▶ Action item: Quote every line of the data below as it stands, omitting pictures.

▶ The data:
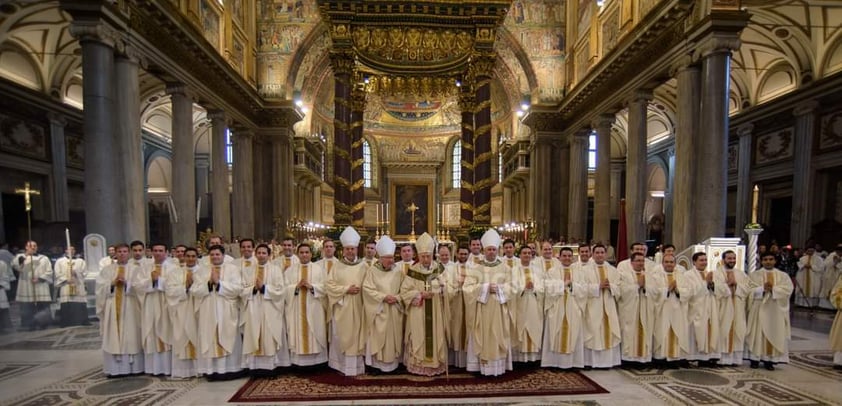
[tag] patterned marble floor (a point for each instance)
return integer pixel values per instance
(61, 366)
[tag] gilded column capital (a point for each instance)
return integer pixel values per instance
(805, 108)
(95, 31)
(605, 120)
(342, 62)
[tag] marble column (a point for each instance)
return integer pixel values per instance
(711, 193)
(806, 126)
(562, 175)
(540, 174)
(102, 193)
(466, 191)
(58, 176)
(686, 140)
(282, 179)
(668, 196)
(744, 184)
(343, 68)
(130, 145)
(617, 184)
(220, 189)
(243, 195)
(183, 164)
(577, 220)
(357, 176)
(484, 156)
(602, 182)
(636, 167)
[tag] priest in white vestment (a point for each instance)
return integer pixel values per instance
(264, 331)
(832, 272)
(345, 307)
(384, 311)
(455, 275)
(768, 322)
(216, 293)
(602, 324)
(287, 257)
(407, 258)
(703, 314)
(731, 290)
(118, 310)
(809, 277)
(487, 291)
(70, 280)
(835, 337)
(306, 310)
(528, 303)
(423, 295)
(636, 310)
(185, 338)
(671, 343)
(565, 297)
(329, 260)
(156, 326)
(35, 275)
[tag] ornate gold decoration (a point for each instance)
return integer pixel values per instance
(418, 49)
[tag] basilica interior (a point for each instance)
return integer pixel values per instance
(169, 120)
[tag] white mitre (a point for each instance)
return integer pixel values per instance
(490, 238)
(385, 247)
(349, 237)
(425, 244)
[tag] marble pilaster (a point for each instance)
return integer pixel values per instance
(577, 220)
(686, 140)
(58, 176)
(806, 126)
(602, 182)
(183, 164)
(744, 184)
(243, 185)
(636, 167)
(220, 189)
(130, 145)
(710, 195)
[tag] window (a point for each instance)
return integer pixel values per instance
(229, 148)
(457, 164)
(367, 163)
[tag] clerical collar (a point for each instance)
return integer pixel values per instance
(346, 262)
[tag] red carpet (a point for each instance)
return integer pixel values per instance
(330, 385)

▶ Exercise solution:
[tag] patterned marble floor (a point for each instance)
return integer pixel values per instance
(61, 366)
[tag] gilded column capital (a point for each instance)
return integer pixel values per instance
(805, 108)
(95, 31)
(605, 120)
(342, 62)
[tag] marble column (a point for each instance)
return integer pixel values per instance
(711, 193)
(806, 126)
(562, 175)
(540, 174)
(102, 193)
(466, 191)
(58, 176)
(686, 140)
(282, 179)
(668, 196)
(744, 184)
(343, 68)
(130, 145)
(617, 184)
(220, 189)
(243, 195)
(183, 164)
(577, 220)
(357, 176)
(484, 156)
(602, 182)
(636, 167)
[tag] priest in white vestment (a point for each instance)
return integer pixel values per instance
(264, 331)
(832, 272)
(345, 307)
(384, 311)
(455, 275)
(768, 322)
(216, 293)
(602, 324)
(287, 257)
(407, 258)
(703, 314)
(731, 290)
(118, 310)
(809, 277)
(487, 291)
(70, 280)
(835, 337)
(306, 310)
(528, 303)
(423, 295)
(636, 310)
(185, 338)
(671, 343)
(565, 297)
(329, 260)
(156, 326)
(35, 275)
[tag] ornate gold decoration (a point for each instance)
return integer pixel values per instance
(418, 49)
[tag] basilica interior (a point for each instance)
return integer pixel values per instance
(169, 120)
[tag] white mitre (a point for each instance)
return integer pixel values per instance
(490, 238)
(385, 247)
(349, 237)
(425, 244)
[tag] marble pilaster (a point for each instance)
return integer pixel values per instance
(577, 220)
(686, 140)
(58, 176)
(806, 126)
(602, 182)
(183, 164)
(744, 184)
(243, 185)
(636, 167)
(220, 189)
(130, 145)
(710, 195)
[tag] window (a point for each instance)
return integer pixel values per instance
(229, 148)
(457, 164)
(367, 163)
[tag] clerical collar (a point for each instance)
return integer pixel values per instance
(346, 262)
[tag] red carpet (a point for each instance)
return integer pixel values per instance
(330, 385)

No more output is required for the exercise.